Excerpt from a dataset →
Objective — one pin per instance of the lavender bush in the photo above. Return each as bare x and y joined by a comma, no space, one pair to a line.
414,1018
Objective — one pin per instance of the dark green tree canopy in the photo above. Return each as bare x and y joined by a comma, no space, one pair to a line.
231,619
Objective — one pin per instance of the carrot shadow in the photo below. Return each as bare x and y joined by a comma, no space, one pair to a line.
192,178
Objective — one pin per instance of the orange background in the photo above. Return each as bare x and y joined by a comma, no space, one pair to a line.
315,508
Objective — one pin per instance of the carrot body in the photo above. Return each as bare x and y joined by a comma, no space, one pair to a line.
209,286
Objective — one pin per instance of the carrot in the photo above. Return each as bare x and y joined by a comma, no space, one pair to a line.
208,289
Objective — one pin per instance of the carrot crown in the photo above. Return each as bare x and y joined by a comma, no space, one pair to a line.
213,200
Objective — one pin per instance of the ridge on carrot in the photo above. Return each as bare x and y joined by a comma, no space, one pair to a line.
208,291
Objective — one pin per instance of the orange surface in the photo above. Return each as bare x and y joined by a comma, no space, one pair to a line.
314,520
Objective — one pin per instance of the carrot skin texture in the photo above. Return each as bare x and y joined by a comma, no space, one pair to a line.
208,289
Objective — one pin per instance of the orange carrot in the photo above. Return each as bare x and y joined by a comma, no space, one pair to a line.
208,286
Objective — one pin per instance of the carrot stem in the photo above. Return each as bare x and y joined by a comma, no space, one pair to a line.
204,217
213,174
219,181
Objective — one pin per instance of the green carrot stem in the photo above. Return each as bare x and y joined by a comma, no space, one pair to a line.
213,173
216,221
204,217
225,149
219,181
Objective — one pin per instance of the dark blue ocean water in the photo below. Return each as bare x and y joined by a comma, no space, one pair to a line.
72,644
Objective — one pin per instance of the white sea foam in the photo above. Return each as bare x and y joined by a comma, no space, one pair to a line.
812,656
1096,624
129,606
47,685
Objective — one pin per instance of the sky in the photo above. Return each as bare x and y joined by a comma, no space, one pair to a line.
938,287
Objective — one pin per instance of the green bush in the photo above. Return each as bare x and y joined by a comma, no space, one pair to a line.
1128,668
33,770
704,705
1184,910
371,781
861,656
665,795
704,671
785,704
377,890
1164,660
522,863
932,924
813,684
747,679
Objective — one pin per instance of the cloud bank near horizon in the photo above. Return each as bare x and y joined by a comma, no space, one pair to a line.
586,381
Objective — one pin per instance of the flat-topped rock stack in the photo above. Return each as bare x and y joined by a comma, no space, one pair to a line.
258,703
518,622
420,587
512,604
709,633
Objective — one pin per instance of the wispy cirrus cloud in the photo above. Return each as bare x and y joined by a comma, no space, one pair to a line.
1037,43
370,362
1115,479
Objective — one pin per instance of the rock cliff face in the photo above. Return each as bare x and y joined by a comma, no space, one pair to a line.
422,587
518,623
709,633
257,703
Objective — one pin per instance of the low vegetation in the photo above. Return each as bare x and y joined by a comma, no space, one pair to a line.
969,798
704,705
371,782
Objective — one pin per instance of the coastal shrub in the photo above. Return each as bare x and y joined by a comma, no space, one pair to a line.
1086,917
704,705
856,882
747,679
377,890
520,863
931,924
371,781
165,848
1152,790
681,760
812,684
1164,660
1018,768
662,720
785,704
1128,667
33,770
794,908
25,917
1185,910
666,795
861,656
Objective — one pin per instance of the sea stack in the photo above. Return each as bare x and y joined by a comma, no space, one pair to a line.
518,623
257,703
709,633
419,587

EXERCISE → Reproduce only the lines from the line containing "Objective — one pin per instance of the rock" to the last line of the material above, both of those lines included.

ANSWER TO THE EXERCISE →
Objective — one pin per instance of the rock cliff face in the photo above. Return each as bare x and y joined by a comma, no space, one pair to a line.
422,587
518,623
709,633
257,703
Objective — one pin per instance of the low vegetation in the photo above. Return each as bare x and y joined by a comma, no space, one pair to a line.
969,798
704,705
371,782
Objective — one pin per instance of the coastal shrub in the photo above. Return each as bare x and y joined by a comma, no space, one pair to a line.
1086,917
704,705
856,882
747,679
377,890
520,863
931,924
371,781
165,848
1152,790
681,760
812,684
1164,660
1018,768
662,720
785,704
1128,667
33,770
794,908
25,917
1185,910
666,795
861,656
Objective — one pin per instance of the sea stack in the photo above. Return each as bare x and y joined by a comma, no space, one pair to a line.
518,623
257,703
709,633
419,587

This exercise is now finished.